**** Quoted text ****

Skip to content

Conversation

cboettig
Copy link
Contributor

Previously, function erroneously assumed that XML response always had <Content> elements listed last, and merely used tail() to get the Key of the last element for use as NextMarker.

This assumption relying on ordering rather than explicitly using element names fails when clients (Redhat's CEPH S3 interface, an open source product widely used in research data centers) return XML that lists metadata fields. Moreover, the S3 response actually provides a field called NextMarker for this very purpose, which ought to be used instead of attempting to find the last key. My pull request simply updates the code to use r$NextMarker to find the NextMarker instead of using tail(r, 1)[["Contents"]][["Key"]])

Please ensure the following before submitting a PR:

  • if suggesting code changes or improvements, open an issue first
  • for all but trivial changes (e.g., typo fixes), add your name to DESCRIPTION (already a contributor)
  • for all but trivial changes (e.g., typo fixes), documentation your change in NEWS.md with a parenthetical reference to the issue number being addressed
  • if changing documentation, edit files in /R not /man and run devtools::document() to update documentation
  • add code or new test files to /tests for any new functionality or bug fix
  • make sure R CMD check runs without error before submitting the PR

Previously, function erroneously assumed that XML response always had <Content> elements listed last, and merely used `tail()` to get the Key of the last element for use as NextMarker.

This assumption relying on ordering rather than explicitly using element names fails when clients (CEPH S3 interface) return XML that lists metadata fields.  Moreover, the S3 response actually provides a field called NextMarker for this very purpose, which ought to be used instead of attempting to find the last key.

Later, the code again used `tail` erroneously depending on order, rather than merely copying over the NextMarker metadata field onto the expanding concatanated list.
@raymondben
Copy link

@s-u any chance this PR can be merged please? The problem still exists as described and @cboettig's solution (this PR) works on the data sets I am using from Copernicus Marine. Without this PR, get_bucket puts itself into an infinite loop (tail(r, 1)[["Contents"]][["Key"]] returns NULL and so rather than paging through results, the loop ends up downloading the first 1000 records over and over again). Thanks!

@s-u
Copy link
Member

s-u commented Aug 2, 2025

@raymondben Sure - but it would help if 1) there was some information on what the problem is (the above talks about the code but not actually how to trigger the problem/where this matters) and how it can be replicated and 2) confirm that the PR works and doesn't break anything else? It seems that you may have the material for both.

@raymondben
Copy link

Thanks @s-u - fair points, and yes I can go some way towards addressing those. Thanks, stand by ...

@raymondben
Copy link

Here is a reproducible example:

lx <- aws.s3::get_bucket_df(bucket = "mdl-native-07", prefix = "native/SEALEVEL_GLO_PHY_L4_MY_008_047/cmems_obs-sl_glo_phy-ssh_my_allsat-l4-duacs-0.125deg_P1D_202411/", region = "", base_url = "s3.waw3-1.cloudferro.com", max = 2000)

****

§ Do this
Answer these questions using the pull request thread above:
(a) Which function did the earlier code use to get the Key of the last element as NextMarker?
(b) Without this pull request, what happens to get_bucket?
(c) What two things did s-u ask for before merging?

**** Material provided ****

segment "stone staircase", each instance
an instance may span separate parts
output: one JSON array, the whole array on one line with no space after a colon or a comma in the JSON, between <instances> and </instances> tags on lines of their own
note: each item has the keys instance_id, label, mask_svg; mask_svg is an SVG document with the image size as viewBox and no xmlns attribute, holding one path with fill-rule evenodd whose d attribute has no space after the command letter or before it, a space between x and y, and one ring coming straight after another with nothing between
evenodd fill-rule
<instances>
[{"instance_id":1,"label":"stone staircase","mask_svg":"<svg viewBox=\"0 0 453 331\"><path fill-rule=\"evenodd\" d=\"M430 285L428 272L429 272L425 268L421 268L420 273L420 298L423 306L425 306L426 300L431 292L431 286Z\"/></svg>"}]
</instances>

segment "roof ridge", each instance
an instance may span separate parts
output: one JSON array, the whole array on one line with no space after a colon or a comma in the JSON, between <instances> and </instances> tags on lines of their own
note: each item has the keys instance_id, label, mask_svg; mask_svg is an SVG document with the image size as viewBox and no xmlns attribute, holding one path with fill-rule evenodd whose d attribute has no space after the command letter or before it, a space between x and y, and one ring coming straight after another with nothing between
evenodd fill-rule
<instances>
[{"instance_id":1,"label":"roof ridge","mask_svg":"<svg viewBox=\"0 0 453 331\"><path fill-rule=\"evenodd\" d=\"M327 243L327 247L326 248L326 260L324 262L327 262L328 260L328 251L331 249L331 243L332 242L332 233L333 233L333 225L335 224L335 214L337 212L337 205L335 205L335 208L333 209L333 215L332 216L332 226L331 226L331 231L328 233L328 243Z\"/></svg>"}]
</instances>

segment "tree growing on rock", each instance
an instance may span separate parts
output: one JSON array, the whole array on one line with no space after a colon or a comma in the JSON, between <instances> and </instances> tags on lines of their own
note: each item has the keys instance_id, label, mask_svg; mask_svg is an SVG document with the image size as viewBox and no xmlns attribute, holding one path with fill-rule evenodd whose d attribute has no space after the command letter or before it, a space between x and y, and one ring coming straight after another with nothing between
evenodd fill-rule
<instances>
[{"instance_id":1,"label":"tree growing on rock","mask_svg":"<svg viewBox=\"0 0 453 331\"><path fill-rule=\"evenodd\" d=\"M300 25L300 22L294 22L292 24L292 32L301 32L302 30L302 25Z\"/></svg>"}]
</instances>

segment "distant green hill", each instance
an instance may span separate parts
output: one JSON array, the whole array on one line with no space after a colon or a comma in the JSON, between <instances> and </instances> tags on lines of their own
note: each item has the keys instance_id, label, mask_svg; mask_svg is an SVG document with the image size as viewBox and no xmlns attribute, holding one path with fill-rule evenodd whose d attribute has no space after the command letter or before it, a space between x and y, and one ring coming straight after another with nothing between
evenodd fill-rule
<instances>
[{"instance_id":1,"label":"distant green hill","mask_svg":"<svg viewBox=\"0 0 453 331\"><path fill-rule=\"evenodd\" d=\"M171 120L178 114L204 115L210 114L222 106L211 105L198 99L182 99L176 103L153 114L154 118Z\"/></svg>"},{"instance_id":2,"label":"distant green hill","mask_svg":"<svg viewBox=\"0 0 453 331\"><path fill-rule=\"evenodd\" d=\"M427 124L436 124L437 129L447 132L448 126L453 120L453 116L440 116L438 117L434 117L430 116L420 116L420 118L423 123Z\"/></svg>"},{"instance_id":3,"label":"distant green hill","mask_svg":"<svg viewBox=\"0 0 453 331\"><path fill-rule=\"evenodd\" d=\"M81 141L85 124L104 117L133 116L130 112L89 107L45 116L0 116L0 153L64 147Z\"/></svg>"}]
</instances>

****

§ Task solution
(a) tail()
(b) It goes into an infinite loop and downloads the first 1000 records over and over instead of paging through the results.
(c) Information on what the problem is and how to replicate it, and confirmation that the pull request works and doesn't break anything else.